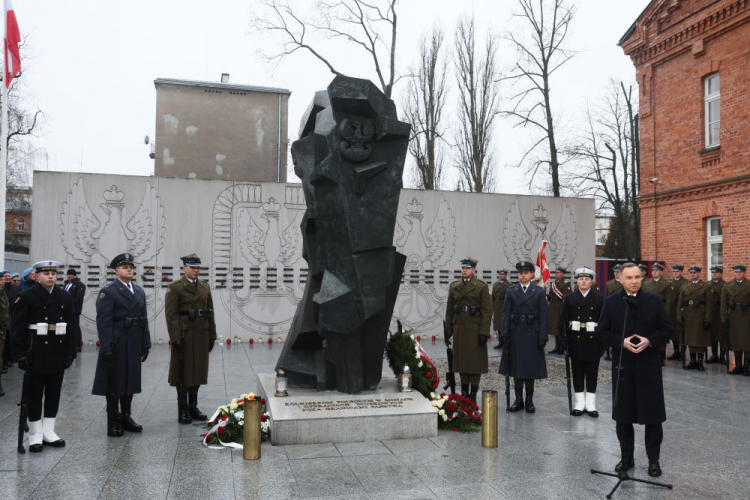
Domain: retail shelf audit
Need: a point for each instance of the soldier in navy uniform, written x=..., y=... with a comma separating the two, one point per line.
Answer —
x=524, y=328
x=43, y=337
x=578, y=317
x=125, y=341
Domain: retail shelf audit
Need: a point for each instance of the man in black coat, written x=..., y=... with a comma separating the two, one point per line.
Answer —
x=637, y=388
x=125, y=341
x=43, y=342
x=525, y=332
x=77, y=289
x=578, y=317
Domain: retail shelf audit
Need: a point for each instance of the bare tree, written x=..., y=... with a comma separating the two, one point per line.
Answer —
x=370, y=25
x=539, y=56
x=478, y=108
x=424, y=103
x=608, y=167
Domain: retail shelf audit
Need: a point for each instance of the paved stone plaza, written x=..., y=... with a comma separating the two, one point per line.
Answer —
x=546, y=455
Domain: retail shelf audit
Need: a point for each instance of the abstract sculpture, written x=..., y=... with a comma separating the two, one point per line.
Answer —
x=350, y=157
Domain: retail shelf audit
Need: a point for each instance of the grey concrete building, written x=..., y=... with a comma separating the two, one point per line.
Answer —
x=212, y=130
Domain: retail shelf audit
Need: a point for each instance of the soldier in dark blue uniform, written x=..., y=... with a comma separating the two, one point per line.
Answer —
x=580, y=312
x=524, y=328
x=125, y=342
x=43, y=337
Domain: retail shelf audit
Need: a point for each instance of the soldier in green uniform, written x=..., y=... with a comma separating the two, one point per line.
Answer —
x=468, y=316
x=673, y=295
x=558, y=290
x=735, y=313
x=717, y=330
x=498, y=299
x=694, y=314
x=189, y=311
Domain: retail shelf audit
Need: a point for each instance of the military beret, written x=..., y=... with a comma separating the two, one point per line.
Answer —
x=122, y=259
x=191, y=260
x=46, y=265
x=469, y=262
x=585, y=272
x=524, y=265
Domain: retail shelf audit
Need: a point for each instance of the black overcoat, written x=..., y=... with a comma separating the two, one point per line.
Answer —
x=113, y=305
x=641, y=391
x=50, y=352
x=583, y=345
x=525, y=357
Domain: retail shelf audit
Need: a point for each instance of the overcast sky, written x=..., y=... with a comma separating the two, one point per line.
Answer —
x=91, y=66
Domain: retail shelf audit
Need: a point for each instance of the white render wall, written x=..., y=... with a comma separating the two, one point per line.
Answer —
x=248, y=237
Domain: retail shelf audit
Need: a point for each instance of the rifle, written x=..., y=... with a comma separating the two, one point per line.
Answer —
x=450, y=377
x=23, y=416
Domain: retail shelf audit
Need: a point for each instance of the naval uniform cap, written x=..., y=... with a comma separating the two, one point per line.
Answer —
x=585, y=272
x=46, y=265
x=191, y=260
x=122, y=259
x=525, y=265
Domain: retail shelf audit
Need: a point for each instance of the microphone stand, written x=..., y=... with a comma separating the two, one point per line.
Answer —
x=623, y=476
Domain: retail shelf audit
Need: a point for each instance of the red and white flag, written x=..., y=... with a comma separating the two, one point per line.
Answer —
x=542, y=271
x=11, y=42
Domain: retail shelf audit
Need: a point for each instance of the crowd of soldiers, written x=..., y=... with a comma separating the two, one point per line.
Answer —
x=42, y=320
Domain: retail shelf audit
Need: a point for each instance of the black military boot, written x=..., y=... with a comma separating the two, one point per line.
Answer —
x=114, y=428
x=518, y=403
x=195, y=413
x=183, y=414
x=126, y=421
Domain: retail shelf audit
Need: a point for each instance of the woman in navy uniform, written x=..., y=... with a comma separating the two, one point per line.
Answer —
x=524, y=328
x=125, y=340
x=43, y=335
x=578, y=317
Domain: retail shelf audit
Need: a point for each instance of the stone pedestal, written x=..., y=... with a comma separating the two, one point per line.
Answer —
x=308, y=416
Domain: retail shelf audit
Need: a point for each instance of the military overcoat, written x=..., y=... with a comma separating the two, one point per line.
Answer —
x=196, y=334
x=122, y=325
x=499, y=289
x=555, y=302
x=49, y=353
x=521, y=336
x=583, y=345
x=695, y=309
x=465, y=324
x=735, y=311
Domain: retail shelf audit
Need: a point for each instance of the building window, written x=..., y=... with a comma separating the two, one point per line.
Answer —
x=714, y=245
x=712, y=104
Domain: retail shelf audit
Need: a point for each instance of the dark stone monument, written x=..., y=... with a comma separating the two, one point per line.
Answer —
x=350, y=157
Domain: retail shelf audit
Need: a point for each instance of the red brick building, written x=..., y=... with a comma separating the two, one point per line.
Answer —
x=692, y=60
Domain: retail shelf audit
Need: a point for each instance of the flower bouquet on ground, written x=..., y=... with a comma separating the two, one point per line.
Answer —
x=403, y=349
x=456, y=413
x=226, y=424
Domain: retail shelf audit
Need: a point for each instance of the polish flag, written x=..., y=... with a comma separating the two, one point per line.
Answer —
x=11, y=41
x=542, y=271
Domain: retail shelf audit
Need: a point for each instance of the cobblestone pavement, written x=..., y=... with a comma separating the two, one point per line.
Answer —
x=545, y=455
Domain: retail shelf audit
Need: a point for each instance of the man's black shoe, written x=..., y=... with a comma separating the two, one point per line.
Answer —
x=630, y=464
x=654, y=470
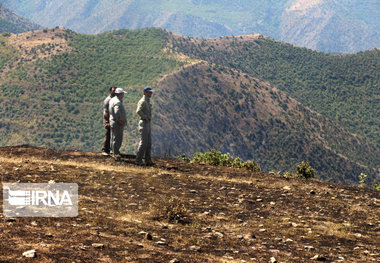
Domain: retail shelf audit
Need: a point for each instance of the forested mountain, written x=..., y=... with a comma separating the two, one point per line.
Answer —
x=345, y=88
x=12, y=23
x=53, y=82
x=325, y=25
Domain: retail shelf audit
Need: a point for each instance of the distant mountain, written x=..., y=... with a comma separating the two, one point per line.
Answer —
x=52, y=83
x=12, y=23
x=325, y=25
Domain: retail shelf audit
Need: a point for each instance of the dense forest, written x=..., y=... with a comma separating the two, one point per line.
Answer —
x=209, y=95
x=345, y=88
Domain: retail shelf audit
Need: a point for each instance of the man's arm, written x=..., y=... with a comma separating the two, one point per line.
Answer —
x=118, y=112
x=140, y=112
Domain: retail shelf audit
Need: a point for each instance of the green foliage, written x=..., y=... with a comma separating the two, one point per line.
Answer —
x=64, y=93
x=362, y=180
x=216, y=158
x=304, y=170
x=342, y=87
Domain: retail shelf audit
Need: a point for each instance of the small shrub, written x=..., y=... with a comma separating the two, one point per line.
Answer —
x=304, y=170
x=362, y=179
x=216, y=158
x=288, y=174
x=183, y=157
x=172, y=211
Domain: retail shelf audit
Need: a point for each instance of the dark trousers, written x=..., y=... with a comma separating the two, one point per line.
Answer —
x=145, y=145
x=116, y=138
x=107, y=139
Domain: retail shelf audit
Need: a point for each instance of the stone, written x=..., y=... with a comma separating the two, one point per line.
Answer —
x=273, y=260
x=195, y=248
x=318, y=258
x=309, y=248
x=148, y=236
x=30, y=253
x=97, y=245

◆ Exercise description:
Your task is to list each line of the records with the word "green".

◆ Task result:
Need: a point for each instance of the soldier in green uniform, written x=..., y=... with a comma separating the two, one point per line.
Need: a point for each instance of the green foliage, written x=..., y=... with a comma separating the two, one point per line.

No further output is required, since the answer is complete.